### Task objective
Can you write out all the records below again with every "Tag" replaced by "Mark", changing nothing else and leaving out the pictures?

### Records provided
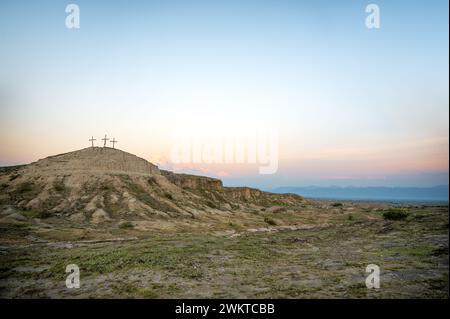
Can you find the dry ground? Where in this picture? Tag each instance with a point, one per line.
(320, 250)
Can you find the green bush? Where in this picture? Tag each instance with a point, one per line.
(168, 196)
(211, 204)
(126, 225)
(396, 213)
(270, 221)
(25, 187)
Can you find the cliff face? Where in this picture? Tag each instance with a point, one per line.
(104, 184)
(193, 181)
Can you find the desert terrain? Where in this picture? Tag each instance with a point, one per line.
(136, 231)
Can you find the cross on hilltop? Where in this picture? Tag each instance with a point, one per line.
(105, 139)
(113, 141)
(92, 139)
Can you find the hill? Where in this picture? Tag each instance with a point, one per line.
(107, 187)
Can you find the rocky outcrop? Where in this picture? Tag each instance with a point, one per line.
(100, 185)
(97, 159)
(193, 182)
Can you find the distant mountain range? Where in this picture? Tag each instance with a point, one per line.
(436, 193)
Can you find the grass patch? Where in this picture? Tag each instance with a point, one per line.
(270, 221)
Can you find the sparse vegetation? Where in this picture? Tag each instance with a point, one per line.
(126, 225)
(59, 186)
(211, 204)
(270, 221)
(25, 187)
(168, 196)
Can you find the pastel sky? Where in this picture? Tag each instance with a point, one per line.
(352, 105)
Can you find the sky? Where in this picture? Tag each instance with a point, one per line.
(348, 105)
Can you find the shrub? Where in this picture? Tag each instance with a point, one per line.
(270, 221)
(211, 204)
(126, 225)
(396, 213)
(168, 196)
(59, 186)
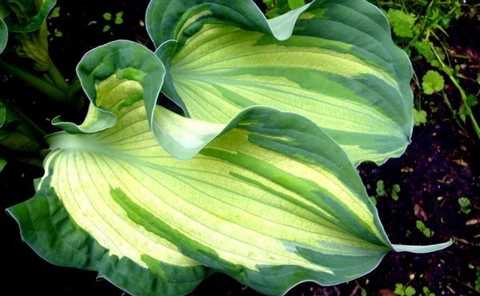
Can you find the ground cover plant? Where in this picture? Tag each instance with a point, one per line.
(245, 183)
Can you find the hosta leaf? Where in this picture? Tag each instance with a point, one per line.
(272, 200)
(339, 69)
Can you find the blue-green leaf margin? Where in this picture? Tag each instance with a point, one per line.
(165, 20)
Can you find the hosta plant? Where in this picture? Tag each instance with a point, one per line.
(255, 177)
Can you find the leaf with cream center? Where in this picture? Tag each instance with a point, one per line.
(333, 62)
(270, 200)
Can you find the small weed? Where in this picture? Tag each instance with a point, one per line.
(404, 290)
(465, 205)
(424, 229)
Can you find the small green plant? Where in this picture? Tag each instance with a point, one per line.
(465, 205)
(404, 290)
(426, 292)
(427, 232)
(381, 191)
(421, 26)
(432, 82)
(420, 117)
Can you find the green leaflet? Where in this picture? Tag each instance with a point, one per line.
(27, 15)
(272, 200)
(22, 16)
(340, 68)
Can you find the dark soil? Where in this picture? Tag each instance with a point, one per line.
(441, 165)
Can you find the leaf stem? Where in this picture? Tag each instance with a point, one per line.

### Response
Can you find the dry ground? Where in this picture? Mark each instance with a point, one per line.
(320, 250)
Can you find the green bush? Where in this picture? Mark each instance with a point, one per line.
(168, 196)
(211, 204)
(126, 225)
(396, 213)
(270, 221)
(25, 187)
Can you find the cliff face? Where in this picture? Mark each instance with a point, one per line.
(104, 184)
(193, 181)
Can you find the desert terrain? Where in this picture? Mark each instance with a point, one per line.
(136, 231)
Can you find the cross on hilltop? Where in this picture? Mark each instance with a point, one per line.
(105, 139)
(113, 141)
(92, 139)
Can you find the hill? Where in this picture? Mark each instance with a point, one per line.
(107, 187)
Can you find the rocky outcrop? Where in this picture? Mark each instance with a point, one per line.
(100, 185)
(97, 159)
(193, 182)
Can you find the distant mountain range? Where in this picture? Mark each instance with a point, one per line.
(436, 193)
Can you find the grass patch? Where in this picture? Mark each instance with a point, one per line.
(270, 221)
Can you find the sparse vegetation? Where in this picture? Mark each instance with a point, one per line.
(126, 225)
(59, 186)
(211, 204)
(270, 221)
(25, 187)
(168, 196)
Can you find the pastel sky? Where in this picture? Mark each instance with a point, one per line.
(352, 105)
Can you find the sky? Where in this picture? Mark each instance with a point, one per line.
(348, 105)
Can you find the shrub? Where in this picture? Mark each instance with a point, one per line.
(270, 221)
(211, 204)
(126, 225)
(396, 213)
(168, 196)
(59, 186)
Can you find the ground cover plant? Where in this picture? Mark each instance with a point, one per line.
(245, 183)
Can you find the hosta leaf? Where in this picture? Mark each instance with a point, one per line.
(272, 200)
(339, 69)
Can you find the blue-green leaf margin? Where in this picture? Mark each instance with a point, one per line.
(165, 20)
Can you find the hosta plant? Where in this picture? Mark each instance with a point, one per line.
(255, 177)
Can you find the leaf with cream center? Where in this picture? Mark each instance with a point, one per line.
(333, 62)
(270, 200)
Can you find the small weed? Where in this picture? Mark each instance with a point, one per line.
(404, 290)
(465, 205)
(424, 229)
Can you find the small green plant? Where in this picture? Mark each instance with a point, one per line.
(465, 205)
(404, 290)
(426, 292)
(427, 232)
(381, 191)
(421, 26)
(432, 82)
(420, 117)
Can you find the green leaflet? Where in this picture? Mark each instance with a point, one per line.
(27, 15)
(272, 200)
(22, 16)
(340, 68)
Can you find the dark soil? Where in this picture? Mark each instance with a point, one per line.
(441, 165)
Can you find the leaf stem? Where in this picture? Mark each instance with a point, one per line.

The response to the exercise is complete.